(TEXT SHOWN Opens)

In the fall of 1995, UPN was still an upstart network-less than a year old and limited to just 4 hours of original programming a week. They had a hit-Star Trek Voyager-but little else to recommend them. The network's fall debuts, Deadly Games, Nowhere Man and Live Shot, represented a huge step forward in quality over the sad January lineup that included Platypus Man and Pig Sty even though none of them made it to a second season and only Nowhere Man lasted more than 13 episodes.
Deadly Games, a tale of a video game come to life (or, as TV Guide put it, "'Tron' in reverse"), had the additional cache of having Leonard Nimoy (Star Trek's Mr. Spock) as Executive Producer. The network hoped the show, which aired Tuesday's at 8:00, would appeal to both kids and adults, and it had potential, but audiences of all ages ultimately deemed it too silly and pointless. Opposite powerhouse sitcoms Roseanne and Wings, Deadly Games was gone after only 12 episodes (a 13th episode was filmed but never aired in this country).
Deadly Games starred James Calvert as the scientist, Gus Lloyd, who programmed a video game for his own amusement in which "The Cold Steel Kid" (himself) took on the villains and bullies of his own life. The villains all worked under the direction of evil mastermind Sebastian Jackal, played with panache by Christopher Lloyd (Taxi, "Back To The Future"). Gus' ex-wife Lauren (Cynthia Gibb) was the video game (and TV series) love interest. Like Batman, the big draw (to the extent there was one) was seeing who would appear as the Guest Villain week to week-from Shirley Jones as an icy Mother-In-Law to LaVar Burton as the boss from hell to Anthony Michael Hall as a sadistic camp counselor. In the pilot episode, "Killshot", SF 49ers Runningback Tom Rathman played a slow-witted jock who tossed explosive footballs and was intent on blowing up the Superbowl.
The show was far from a classic, but it was fun and there's far too little of that these days. Well worth revisiting.

(TEXT SHOWN Closes)
(AVAILABLE DATA Opens)

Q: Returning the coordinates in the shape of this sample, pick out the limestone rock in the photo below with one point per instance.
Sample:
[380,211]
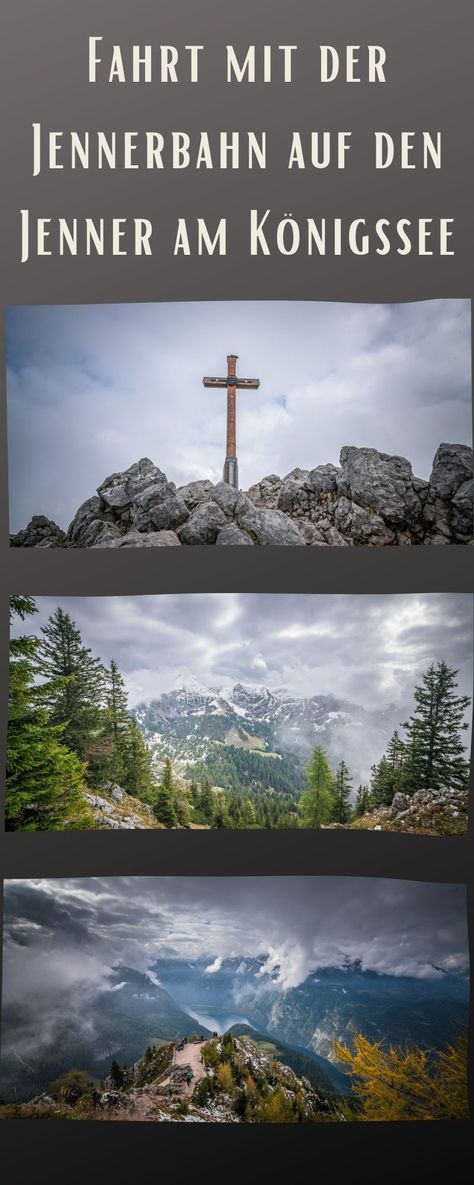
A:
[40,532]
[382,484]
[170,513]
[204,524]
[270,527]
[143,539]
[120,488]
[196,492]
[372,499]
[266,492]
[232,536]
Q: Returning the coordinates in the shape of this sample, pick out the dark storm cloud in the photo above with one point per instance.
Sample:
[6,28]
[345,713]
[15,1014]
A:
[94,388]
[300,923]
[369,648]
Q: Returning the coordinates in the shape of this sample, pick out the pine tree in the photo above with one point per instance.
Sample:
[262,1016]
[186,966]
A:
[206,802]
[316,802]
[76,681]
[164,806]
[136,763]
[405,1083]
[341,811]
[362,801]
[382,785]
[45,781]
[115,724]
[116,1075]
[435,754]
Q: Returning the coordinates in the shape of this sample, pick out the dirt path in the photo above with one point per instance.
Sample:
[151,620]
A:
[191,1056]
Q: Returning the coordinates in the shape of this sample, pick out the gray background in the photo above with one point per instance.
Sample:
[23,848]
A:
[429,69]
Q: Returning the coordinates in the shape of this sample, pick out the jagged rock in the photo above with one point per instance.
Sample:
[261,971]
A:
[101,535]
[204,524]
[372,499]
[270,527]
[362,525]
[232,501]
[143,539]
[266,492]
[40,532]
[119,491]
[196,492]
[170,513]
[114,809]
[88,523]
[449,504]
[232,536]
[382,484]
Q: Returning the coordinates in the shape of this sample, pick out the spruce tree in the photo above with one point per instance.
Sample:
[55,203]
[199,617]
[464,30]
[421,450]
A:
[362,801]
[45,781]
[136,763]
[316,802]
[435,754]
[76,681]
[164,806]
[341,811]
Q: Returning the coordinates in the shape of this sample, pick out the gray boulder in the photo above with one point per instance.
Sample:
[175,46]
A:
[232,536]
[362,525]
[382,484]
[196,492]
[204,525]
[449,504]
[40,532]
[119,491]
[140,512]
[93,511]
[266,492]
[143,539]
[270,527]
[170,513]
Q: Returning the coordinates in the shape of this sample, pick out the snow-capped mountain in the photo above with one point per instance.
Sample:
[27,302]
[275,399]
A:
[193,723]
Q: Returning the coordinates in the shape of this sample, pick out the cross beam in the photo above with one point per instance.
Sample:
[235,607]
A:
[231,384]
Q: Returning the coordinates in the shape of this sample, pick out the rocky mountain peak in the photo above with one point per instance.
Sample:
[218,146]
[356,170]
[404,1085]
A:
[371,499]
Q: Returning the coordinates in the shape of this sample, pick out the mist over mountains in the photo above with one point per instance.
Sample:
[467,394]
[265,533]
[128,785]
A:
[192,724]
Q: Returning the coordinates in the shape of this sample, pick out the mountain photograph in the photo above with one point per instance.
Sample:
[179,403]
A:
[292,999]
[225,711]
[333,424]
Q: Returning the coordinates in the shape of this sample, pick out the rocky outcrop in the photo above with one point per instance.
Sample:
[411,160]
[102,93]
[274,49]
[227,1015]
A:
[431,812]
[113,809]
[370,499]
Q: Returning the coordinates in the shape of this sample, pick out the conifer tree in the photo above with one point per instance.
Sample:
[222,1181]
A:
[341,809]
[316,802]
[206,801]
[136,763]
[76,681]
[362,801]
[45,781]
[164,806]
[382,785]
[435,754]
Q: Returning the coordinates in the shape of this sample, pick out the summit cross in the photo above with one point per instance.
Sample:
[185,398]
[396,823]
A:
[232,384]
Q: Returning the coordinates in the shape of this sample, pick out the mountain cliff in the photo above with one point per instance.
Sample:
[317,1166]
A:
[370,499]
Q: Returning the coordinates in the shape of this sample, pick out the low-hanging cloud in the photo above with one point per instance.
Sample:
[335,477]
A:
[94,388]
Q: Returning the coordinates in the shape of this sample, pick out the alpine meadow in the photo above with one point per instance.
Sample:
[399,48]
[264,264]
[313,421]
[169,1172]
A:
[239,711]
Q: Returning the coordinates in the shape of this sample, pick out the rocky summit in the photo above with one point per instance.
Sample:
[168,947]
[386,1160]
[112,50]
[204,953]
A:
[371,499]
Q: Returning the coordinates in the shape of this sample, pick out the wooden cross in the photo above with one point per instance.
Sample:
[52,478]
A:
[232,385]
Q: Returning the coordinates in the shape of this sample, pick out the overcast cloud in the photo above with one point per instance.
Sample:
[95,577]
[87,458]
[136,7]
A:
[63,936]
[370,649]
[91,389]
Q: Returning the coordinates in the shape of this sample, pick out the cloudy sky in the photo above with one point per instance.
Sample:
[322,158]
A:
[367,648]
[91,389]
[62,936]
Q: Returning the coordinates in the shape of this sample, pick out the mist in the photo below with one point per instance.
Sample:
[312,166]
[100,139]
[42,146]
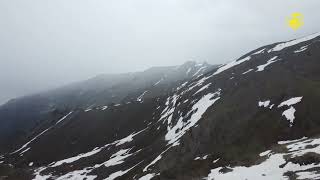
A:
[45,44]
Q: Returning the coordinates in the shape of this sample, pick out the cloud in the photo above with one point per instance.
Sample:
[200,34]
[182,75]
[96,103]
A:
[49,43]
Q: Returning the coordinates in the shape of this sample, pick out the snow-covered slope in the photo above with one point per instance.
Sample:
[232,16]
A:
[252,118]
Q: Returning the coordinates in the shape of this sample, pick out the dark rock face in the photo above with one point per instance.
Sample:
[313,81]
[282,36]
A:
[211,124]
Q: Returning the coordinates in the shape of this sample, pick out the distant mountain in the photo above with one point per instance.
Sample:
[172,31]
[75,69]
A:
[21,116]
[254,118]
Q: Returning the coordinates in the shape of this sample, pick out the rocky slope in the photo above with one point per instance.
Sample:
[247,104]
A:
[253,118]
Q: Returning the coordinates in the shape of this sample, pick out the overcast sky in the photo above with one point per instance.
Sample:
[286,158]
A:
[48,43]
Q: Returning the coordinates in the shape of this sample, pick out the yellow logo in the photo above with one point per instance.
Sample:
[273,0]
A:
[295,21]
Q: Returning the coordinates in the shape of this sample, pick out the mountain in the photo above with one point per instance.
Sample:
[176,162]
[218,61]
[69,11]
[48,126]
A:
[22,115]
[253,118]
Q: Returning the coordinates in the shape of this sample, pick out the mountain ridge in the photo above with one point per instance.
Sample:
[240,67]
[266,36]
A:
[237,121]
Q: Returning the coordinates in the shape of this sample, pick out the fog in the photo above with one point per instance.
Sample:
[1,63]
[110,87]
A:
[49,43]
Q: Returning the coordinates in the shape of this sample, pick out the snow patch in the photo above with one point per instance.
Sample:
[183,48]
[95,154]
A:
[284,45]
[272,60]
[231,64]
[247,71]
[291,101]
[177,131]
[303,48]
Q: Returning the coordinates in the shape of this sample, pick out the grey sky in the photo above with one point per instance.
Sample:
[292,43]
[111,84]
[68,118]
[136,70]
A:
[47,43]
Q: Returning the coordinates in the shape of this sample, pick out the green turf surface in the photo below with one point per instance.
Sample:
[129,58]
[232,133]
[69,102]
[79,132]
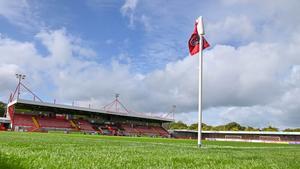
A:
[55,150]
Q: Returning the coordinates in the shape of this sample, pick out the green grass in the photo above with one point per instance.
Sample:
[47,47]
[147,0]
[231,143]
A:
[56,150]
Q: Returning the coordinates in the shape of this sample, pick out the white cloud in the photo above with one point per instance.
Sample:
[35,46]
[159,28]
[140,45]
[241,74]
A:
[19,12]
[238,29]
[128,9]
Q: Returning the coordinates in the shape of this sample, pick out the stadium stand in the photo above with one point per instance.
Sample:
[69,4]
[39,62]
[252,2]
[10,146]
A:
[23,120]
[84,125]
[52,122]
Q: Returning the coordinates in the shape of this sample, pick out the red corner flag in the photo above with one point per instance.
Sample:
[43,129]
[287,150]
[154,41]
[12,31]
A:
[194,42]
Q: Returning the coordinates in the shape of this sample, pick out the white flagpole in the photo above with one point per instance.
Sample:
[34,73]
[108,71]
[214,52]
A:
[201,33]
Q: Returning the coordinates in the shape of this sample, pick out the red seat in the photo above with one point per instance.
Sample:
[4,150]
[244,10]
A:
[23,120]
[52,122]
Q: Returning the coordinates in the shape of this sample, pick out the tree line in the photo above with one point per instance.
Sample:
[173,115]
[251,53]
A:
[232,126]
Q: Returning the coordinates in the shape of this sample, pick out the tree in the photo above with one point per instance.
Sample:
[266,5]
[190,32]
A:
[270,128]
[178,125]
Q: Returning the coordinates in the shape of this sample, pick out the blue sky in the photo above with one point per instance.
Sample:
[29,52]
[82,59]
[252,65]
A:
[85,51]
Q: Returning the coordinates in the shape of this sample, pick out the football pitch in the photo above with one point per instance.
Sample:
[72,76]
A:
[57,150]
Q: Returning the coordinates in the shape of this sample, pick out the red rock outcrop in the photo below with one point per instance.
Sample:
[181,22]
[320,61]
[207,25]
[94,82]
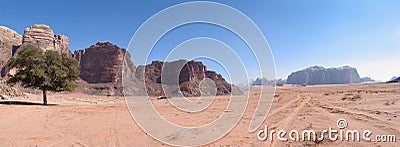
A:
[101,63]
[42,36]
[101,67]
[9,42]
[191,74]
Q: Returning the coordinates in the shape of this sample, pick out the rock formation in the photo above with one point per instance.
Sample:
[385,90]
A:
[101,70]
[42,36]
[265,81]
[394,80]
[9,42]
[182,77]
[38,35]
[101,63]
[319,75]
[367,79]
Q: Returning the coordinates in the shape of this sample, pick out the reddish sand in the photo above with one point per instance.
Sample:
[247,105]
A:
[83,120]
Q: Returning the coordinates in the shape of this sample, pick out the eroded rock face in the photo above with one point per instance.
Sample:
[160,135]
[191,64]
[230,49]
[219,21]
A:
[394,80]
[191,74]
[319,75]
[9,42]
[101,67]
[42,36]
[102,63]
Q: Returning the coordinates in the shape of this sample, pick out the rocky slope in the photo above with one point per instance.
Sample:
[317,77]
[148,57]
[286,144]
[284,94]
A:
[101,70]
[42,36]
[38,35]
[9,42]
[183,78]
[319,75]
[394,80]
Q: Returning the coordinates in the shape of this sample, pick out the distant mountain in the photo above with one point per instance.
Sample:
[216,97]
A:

(AVAILABLE DATA Closes)

TASK >> Reproduce word for word the passage about Deadly Games, from "In the fall" up to and including "than 13 episodes.".

EXPECTED ANSWER >>
In the fall of 1995, UPN was still an upstart network-less than a year old and limited to just 4 hours of original programming a week. They had a hit-Star Trek Voyager-but little else to recommend them. The network's fall debuts, Deadly Games, Nowhere Man and Live Shot, represented a huge step forward in quality over the sad January lineup that included Platypus Man and Pig Sty even though none of them made it to a second season and only Nowhere Man lasted more than 13 episodes.